More specifically the claim is that using "low frequency electromagnetism" the water molecules are aligned thus reducing surface tension and allowing gravity (and the negative electrical potential of the earth) to overcome capillary pressure in the wall thereby drying out the wall.

http://osmoterra.com/index.php?option=com_content&task=view&id=100&Itemid=39

Promotional video here: http://www.osmoterra.co.za/video.htm (the video on the english site is offline)

The needle on my BS-meter is on "Absolutely!". Especially the jump from "this works with wires" to "wireless works with phones so it should work with this" seems like pseudoscientific handwaving. But is it BS os am I just too "close-minded"?
 
Woo. Somebody is making money off the ignorance of his clients.

Water has no magnetic polarity; or, if it does, then it is insignificant.

Water is not attracted to a magnet; nor does it repel the magnet or block the magnet's field. Test it. Does liquid water jump out of a container to cling to a magnet? If you drop a magnet into a container of liquid water, does the magnet hover over the water's surface? If you drop an iron nail into a container of water, does the nail jump to a magnet lowered into the water?

Of course, I'm applying 9th-grade level Physical Science, but it is science, none the less.
 
Of course, I'm applying 9th-grade level Physical Science, but it is science, none the less.

Water is a conductor. It can conduct heat and electricity. Electricity is produced due to the flow of free electrons and electric ions. Water molecule is a polar molecule due to the electronegativity difference of oxygen atom and hydrogen atoms present in it. Electricity can pass through water due to the presence of poles in the water molecule. Moreover, negative and positive partial charges of water molecule help electricity to attract water
from "Why Is Electricity Attracted To Water?"
:p
 
from "Why Is Electricity Attracted To Water?"
:p
Ach! So they're essentially spraying the wet surface with microwaves?!! :blush: (oops)

No woo there; plenty of potential for micro-pockets of water to boil into steam and cause fracturing of the concrete, though. Not to mention the induced heating of any reinforcement rods, piping, or metallic conduits embedded within the concrete -- materials that could expand and contract, thus further weakening the substrate...
 
Don't knock ninth grade physical science. There's some good stuff in there, if you read carefully and have a teacher who likes to do all the experiments.

From ninth grade physical science, water is diamagnetic, and is repelled by a magnetic field. The effect is subtle, as water is not a strong diamagnet, and will not, for example, levitate in the field of a permanent magnet in our gravity, but stronger magnets can and do levitate water, and water containing objects like frogs and mice. On the other hand, a rare earth magnet can push water around enough to be observable, if not dramatic. One demonstration I've seen put a strong neodymium magnet underneath a shallow plastic pan of water, and showed, by means of the light that was refracted, that the water was forming a slight hump over the magnet. Another used a magnet to push a beaker of water sitting on a piece of styrofoam around a pan of water.

§ **Objective A**
In the records below, print every line from the one containing "target | red lipstick" through the last line, copying each one unchanged.
The records have no connection to the discussion about magnetism and water.

§ **Input material**
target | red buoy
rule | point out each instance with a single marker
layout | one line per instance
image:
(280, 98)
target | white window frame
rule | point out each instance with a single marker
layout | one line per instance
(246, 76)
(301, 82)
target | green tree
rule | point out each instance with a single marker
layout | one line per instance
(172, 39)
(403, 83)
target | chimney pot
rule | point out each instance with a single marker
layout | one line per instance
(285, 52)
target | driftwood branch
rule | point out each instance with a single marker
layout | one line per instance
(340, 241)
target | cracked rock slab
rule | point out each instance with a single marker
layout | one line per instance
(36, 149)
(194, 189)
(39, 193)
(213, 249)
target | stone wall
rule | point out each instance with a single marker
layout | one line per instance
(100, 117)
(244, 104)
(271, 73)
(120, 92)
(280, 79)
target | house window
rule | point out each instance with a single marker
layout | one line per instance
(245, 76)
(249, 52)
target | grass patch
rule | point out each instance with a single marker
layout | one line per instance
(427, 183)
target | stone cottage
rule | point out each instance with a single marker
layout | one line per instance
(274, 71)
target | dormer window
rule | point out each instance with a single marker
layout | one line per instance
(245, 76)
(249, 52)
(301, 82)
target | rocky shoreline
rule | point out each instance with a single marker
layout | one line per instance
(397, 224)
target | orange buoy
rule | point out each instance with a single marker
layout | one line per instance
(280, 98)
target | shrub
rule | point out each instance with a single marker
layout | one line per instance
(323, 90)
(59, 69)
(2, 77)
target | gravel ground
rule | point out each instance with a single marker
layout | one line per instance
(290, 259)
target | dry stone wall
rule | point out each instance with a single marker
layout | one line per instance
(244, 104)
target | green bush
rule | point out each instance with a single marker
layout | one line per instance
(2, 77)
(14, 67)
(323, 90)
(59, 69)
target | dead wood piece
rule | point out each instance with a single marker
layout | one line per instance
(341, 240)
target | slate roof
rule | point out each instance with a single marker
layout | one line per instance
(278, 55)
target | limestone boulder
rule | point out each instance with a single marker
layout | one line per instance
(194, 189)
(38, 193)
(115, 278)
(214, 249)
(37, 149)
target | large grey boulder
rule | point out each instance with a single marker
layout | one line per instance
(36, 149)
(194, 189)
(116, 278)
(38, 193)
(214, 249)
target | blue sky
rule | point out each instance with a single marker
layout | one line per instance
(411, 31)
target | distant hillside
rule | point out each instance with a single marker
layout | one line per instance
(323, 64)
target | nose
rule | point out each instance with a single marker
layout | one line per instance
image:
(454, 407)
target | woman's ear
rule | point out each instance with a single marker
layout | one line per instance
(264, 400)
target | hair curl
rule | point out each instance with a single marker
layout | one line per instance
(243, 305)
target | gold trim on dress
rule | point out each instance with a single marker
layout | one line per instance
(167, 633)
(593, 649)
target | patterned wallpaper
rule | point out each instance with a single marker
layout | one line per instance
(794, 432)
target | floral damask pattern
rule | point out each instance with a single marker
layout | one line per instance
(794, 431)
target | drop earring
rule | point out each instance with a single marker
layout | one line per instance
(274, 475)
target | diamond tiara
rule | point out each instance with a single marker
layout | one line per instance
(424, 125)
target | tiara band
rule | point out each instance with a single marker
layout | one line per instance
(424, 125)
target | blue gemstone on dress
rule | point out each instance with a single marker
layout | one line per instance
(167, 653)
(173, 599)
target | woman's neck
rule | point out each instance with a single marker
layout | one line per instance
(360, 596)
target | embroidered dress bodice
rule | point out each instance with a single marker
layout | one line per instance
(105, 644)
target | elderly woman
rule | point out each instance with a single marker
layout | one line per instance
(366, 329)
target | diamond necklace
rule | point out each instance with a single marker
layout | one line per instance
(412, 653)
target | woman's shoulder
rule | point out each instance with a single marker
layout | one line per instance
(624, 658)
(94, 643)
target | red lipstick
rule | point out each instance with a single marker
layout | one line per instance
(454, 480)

§ **Objective B**
Continue the forum discussion about magnets and water from where it stops.

§ **Right answer A**
target | red lipstick
rule | point out each instance with a single marker
layout | one line per instance
(454, 480)

§ **Right answer B**
For stronger, more visible effects, you'd want to use a stronger diamagnetic material, like bismuth or graphite. Pyrolytic graphite sheets (graphite deposited on a hot surface in an atmosphere of methane, IIRC) is diamagnetic enough to lift its own weight over a neodymium magnet, and in a magnetic gradient that takes some of the weight off, a neodymium magnet will hover over a bismuth block. In theory, it would hover over a pan of water as well, but the magnetic gradient would have to be very very uniform and carefully adjusted.
 
But that is using very strong magnets.

The box I describe is plugged into 230V and uses 300KWh a year. It's claimed to be effective in a 10 meter radius and inbetween walls are not impeding the "signal".

It seems to me that the resulting magnetic field from this box would be very weak.
 
But that is using very strong magnets.

The box I describe is plugged into 230V and uses 300KWh a year. It's claimed to be effective in a 10 meter radius and inbetween walls are not impeding the "signal".

It seems to me that the resulting magnetic field from this box would be very weak.
So it draws about 35W. I believe walls are not impeding the signal, however, any wireless signal must be AC, and the water osmosis effect requires DC.

Bunk.

Hans
 
But that is using very strong magnets.

The box I describe is plugged into 230V and uses 300KWh a year. It's claimed to be effective in a 10 meter radius and inbetween walls are not impeding the "signal".

It seems to me that the resulting magnetic field from this box would be very weak.

For comparison a 100W light bulb on continuously uses 876KWh a year.
(0.1*24*365.25=876.6)

I wonder what the difference is between the magnetic field produced by this device and the magnetic field produced by the wires supplying that 100W bulb?
 
But that is using very strong magnets.

The box I describe is plugged into 230V and uses 300KWh a year. It's claimed to be effective in a 10 meter radius and inbetween walls are not impeding the "signal".

It seems to me that the resulting magnetic field from this box would be very weak.

Not defending the quack device, as it is very unlikely to work as its marketing hype claims, for exactly the reason you mention. I'm just pointing out that the place to attack this isn't at the level of basic science.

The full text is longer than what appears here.